* [EXERCISE] Give the entries again exactly, every one of them.

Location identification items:
==============================
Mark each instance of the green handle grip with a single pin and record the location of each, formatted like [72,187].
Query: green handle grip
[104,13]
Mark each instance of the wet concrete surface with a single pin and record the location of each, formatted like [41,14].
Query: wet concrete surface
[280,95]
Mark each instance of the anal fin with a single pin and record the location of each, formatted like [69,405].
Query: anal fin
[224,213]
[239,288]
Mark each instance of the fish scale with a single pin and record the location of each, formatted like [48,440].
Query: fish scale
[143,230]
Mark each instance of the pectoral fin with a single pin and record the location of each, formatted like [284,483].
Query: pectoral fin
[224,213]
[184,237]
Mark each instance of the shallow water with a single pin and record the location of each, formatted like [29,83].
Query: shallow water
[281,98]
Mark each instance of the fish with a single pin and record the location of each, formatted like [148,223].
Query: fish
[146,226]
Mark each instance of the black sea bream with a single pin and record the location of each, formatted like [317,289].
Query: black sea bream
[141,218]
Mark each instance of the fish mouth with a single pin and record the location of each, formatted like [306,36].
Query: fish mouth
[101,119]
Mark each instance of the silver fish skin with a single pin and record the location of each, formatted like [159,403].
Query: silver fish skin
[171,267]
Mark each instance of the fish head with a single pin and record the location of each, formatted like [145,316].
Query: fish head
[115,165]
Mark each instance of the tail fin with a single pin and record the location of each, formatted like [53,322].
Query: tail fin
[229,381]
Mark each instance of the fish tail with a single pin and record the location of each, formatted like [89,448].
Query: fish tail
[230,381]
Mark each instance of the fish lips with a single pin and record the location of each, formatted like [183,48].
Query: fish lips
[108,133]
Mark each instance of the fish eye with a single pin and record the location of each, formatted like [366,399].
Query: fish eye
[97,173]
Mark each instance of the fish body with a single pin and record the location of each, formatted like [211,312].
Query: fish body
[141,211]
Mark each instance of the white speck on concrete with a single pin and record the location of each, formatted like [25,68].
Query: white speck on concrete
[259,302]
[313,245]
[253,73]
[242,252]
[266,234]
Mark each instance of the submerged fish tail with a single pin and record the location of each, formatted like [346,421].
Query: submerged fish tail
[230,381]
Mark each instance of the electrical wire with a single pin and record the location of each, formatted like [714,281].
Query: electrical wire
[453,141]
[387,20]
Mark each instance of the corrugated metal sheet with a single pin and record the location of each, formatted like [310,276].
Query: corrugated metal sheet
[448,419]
==============================
* [REPLY]
Mark each instance of the green handle grip with a single pin and record the location of each, formatted like [72,187].
Query: green handle grip
[104,13]
Mark each instance of the wet concrete surface with a single pin and record the location of each, formatted like [41,14].
Query: wet concrete surface
[280,95]
Mark each instance of the anal fin with a single pin and record the location of each, formatted like [69,405].
Query: anal fin
[224,213]
[239,288]
Mark each instance of the fish scale with a single pin and record the location of each, formatted like [48,440].
Query: fish scale
[143,230]
Mark each instance of the pectoral fin with a single pin and record the location of each, formatted like [284,483].
Query: pectoral fin
[224,213]
[184,237]
Mark each instance of the shallow water with a single pin and record the location of each, formatted like [29,83].
Query: shallow water
[281,98]
Mark each instance of the fish with a single pin and record the location of each, formatted like [148,223].
Query: fish
[146,226]
Mark each instance of the black sea bream with a single pin and record the location of each, formatted like [317,289].
Query: black sea bream
[141,218]
Mark each instance of the fish mouth with a single pin and record the location of each, formatted like [306,36].
Query: fish mouth
[101,119]
Mark each instance of the silver fish skin with a single pin and record the location of each, formatted like [159,403].
Query: silver fish skin
[171,267]
Mark each instance of the fish head with a single pin and record the location of each, formatted like [145,316].
Query: fish head
[115,165]
Mark each instance of the tail fin with a single pin and record the location of each, formatted like [53,322].
Query: tail fin
[229,381]
Mark each instance of the fish tail with a single pin and record the location of each, formatted like [89,448].
Query: fish tail
[230,381]
Mark each instance of the fish lips with a single pin and record the location of each, formatted like [183,48].
Query: fish lips
[108,133]
Mark each instance of the fish eye with a single pin and record the location of each, formatted like [366,399].
Query: fish eye
[97,173]
Mark each instance of the fish body with a single pin and record the location of each, formatted like [211,312].
Query: fish body
[141,211]
Mark each instance of the white speck on concrete with a single pin and record the location of each, formatted like [25,68].
Query: white speck on concrete
[259,302]
[313,245]
[253,73]
[242,252]
[266,234]
Mark each instance of the submerged fish tail with a single pin and record the location of each, formatted like [346,421].
Query: submerged fish tail
[230,381]
Mark each instance of the electrical wire with a single pin and record the location of each, formatted like [714,281].
Query: electrical wire
[453,141]
[387,20]
Mark each instance of the corrugated metal sheet with a single pin and record the location of each, formatted like [310,276].
Query: corrugated metal sheet
[448,419]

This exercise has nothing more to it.